Stored data entries:
------
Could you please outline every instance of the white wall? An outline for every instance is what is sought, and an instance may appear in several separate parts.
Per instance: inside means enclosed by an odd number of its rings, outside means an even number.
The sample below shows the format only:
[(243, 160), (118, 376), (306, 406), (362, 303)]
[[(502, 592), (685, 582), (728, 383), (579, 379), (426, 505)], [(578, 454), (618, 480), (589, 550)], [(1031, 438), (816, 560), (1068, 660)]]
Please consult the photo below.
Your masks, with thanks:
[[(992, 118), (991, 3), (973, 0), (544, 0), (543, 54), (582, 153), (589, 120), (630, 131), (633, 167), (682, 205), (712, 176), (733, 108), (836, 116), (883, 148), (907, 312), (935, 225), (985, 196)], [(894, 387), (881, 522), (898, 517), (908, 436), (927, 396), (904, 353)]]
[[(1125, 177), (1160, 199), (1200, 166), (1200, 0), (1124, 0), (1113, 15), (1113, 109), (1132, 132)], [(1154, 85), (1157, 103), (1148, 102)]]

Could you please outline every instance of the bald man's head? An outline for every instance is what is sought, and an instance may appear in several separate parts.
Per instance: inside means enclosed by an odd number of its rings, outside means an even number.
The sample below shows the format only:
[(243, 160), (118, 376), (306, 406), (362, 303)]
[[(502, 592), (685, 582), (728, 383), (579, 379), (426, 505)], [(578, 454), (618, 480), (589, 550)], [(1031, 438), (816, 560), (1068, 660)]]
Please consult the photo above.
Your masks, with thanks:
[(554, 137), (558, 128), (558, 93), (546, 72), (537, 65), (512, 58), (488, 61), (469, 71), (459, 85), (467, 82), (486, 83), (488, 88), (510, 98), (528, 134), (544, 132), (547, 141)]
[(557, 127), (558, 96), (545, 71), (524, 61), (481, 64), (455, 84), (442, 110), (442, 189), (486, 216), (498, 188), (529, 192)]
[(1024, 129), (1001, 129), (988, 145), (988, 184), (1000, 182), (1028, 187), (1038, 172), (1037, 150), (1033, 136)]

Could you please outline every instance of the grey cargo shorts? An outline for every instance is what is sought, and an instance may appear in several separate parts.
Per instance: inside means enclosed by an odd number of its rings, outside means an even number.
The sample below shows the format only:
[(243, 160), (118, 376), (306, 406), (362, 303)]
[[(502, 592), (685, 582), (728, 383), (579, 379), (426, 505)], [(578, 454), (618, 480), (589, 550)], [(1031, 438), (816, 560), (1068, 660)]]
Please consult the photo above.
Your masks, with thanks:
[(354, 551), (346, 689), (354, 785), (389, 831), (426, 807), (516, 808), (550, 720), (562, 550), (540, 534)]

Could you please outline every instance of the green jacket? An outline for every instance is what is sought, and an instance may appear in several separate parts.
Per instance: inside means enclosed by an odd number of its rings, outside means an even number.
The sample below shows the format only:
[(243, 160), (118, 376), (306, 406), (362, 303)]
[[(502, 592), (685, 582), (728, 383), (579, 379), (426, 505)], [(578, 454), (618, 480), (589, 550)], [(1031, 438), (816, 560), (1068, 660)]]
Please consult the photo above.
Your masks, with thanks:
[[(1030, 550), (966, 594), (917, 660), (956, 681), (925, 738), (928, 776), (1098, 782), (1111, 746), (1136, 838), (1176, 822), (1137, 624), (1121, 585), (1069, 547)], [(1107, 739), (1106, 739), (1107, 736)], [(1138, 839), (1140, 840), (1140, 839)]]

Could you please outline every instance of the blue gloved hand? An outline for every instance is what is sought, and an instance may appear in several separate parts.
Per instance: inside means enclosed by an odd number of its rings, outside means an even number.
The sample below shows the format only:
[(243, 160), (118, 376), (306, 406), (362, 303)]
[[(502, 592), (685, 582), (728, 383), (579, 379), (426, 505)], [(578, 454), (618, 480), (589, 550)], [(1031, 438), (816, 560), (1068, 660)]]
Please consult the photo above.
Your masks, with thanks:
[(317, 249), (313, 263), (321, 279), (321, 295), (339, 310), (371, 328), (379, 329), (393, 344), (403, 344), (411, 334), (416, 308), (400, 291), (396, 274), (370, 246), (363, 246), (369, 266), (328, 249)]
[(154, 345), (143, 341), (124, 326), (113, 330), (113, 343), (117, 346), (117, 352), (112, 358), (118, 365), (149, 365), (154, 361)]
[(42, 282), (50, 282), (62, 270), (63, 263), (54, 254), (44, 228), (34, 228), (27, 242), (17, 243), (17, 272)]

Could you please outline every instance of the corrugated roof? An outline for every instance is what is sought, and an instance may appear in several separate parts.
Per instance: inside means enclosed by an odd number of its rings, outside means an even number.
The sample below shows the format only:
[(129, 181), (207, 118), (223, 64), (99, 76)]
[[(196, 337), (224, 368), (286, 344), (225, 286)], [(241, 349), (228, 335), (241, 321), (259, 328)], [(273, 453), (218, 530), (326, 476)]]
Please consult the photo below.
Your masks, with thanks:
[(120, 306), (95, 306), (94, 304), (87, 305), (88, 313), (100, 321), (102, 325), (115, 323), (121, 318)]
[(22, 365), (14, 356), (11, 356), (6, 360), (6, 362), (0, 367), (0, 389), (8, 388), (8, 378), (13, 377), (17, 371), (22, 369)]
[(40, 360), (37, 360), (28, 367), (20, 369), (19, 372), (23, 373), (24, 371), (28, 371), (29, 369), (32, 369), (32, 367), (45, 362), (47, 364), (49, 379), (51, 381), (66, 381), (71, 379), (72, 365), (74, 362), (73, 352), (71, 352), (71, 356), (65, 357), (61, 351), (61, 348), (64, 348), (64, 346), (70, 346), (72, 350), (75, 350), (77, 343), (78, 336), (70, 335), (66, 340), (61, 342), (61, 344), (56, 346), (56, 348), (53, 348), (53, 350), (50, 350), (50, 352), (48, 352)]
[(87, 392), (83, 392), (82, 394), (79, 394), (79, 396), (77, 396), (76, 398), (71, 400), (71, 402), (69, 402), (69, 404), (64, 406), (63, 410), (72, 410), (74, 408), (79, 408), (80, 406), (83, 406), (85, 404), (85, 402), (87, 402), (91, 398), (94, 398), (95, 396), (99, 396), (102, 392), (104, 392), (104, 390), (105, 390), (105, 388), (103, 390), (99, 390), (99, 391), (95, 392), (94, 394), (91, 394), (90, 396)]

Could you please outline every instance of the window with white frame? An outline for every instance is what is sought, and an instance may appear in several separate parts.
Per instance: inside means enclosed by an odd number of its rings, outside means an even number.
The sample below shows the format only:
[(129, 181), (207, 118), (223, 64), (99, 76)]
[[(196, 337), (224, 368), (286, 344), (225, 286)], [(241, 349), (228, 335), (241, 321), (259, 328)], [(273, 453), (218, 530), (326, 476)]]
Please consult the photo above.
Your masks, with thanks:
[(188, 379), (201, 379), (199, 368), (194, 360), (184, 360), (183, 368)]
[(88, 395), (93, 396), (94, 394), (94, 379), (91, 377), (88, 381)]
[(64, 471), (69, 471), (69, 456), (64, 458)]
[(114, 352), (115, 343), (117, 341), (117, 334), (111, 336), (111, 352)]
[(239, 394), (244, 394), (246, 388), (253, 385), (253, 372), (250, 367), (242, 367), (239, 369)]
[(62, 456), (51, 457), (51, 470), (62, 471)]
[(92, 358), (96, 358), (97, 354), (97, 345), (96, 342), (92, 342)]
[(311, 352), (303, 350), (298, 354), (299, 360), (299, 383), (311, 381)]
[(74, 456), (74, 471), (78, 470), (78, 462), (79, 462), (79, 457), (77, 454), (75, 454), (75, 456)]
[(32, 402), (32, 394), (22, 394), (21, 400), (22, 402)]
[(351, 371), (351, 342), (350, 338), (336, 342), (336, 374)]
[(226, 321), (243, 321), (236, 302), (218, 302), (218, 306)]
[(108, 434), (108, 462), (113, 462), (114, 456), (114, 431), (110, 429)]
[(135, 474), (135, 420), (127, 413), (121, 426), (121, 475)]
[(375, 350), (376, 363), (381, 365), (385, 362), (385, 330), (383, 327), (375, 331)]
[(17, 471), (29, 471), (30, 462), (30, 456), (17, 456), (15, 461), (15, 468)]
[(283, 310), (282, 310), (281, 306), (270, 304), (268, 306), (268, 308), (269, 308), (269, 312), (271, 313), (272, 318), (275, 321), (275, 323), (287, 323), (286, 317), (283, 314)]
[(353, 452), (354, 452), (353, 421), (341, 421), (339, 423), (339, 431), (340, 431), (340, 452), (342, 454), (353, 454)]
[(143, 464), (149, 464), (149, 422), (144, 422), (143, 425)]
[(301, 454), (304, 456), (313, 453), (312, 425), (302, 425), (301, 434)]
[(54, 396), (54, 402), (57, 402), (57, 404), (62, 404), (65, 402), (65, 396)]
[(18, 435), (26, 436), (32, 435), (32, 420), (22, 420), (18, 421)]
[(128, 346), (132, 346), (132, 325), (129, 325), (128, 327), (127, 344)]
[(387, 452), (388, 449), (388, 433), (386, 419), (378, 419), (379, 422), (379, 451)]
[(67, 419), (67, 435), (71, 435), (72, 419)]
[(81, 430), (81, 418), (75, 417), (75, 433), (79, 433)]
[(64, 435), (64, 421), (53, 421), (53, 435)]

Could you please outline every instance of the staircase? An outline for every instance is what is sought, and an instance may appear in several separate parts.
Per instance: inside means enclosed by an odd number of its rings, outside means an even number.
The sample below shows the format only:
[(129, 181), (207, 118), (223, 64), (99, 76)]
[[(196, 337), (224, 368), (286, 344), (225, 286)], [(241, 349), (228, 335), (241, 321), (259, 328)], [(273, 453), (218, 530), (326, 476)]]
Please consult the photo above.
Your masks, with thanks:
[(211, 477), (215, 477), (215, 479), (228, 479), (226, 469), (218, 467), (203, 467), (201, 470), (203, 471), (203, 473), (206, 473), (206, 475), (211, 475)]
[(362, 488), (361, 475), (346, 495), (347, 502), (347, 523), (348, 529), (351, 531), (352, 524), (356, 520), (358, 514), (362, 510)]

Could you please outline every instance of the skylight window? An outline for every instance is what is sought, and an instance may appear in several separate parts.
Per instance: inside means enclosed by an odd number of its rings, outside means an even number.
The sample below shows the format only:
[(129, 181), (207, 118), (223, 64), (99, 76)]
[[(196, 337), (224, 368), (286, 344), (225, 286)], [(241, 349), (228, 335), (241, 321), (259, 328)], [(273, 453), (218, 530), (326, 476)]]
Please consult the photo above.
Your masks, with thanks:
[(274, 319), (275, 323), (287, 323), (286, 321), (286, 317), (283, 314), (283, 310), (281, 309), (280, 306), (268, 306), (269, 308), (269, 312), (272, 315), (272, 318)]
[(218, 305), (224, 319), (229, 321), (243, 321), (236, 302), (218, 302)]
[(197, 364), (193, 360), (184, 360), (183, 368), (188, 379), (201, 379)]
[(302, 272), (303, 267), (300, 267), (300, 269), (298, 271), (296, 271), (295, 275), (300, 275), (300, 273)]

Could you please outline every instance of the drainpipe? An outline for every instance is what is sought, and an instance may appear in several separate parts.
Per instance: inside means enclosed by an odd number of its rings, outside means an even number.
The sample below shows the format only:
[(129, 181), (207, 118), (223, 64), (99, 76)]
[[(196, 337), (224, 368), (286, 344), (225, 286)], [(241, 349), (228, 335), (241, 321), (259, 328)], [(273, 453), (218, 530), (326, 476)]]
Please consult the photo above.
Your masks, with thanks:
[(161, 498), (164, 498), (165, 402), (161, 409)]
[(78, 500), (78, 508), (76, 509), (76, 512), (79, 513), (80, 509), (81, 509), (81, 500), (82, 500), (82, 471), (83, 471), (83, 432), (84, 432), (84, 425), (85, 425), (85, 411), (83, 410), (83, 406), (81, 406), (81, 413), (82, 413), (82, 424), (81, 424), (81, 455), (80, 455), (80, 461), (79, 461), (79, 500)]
------
> [Your goal]: Among the records, find the lines that contain "window" and copy each of them.

> [Response below]:
Could you please outline every instance of the window with white frame? An outline for every instance is what is sought, and an instance may appear in several separate parts.
Could you please outline every instance of the skylight window? An outline for every instance is what is sought, and an instance may appear in several separate parts.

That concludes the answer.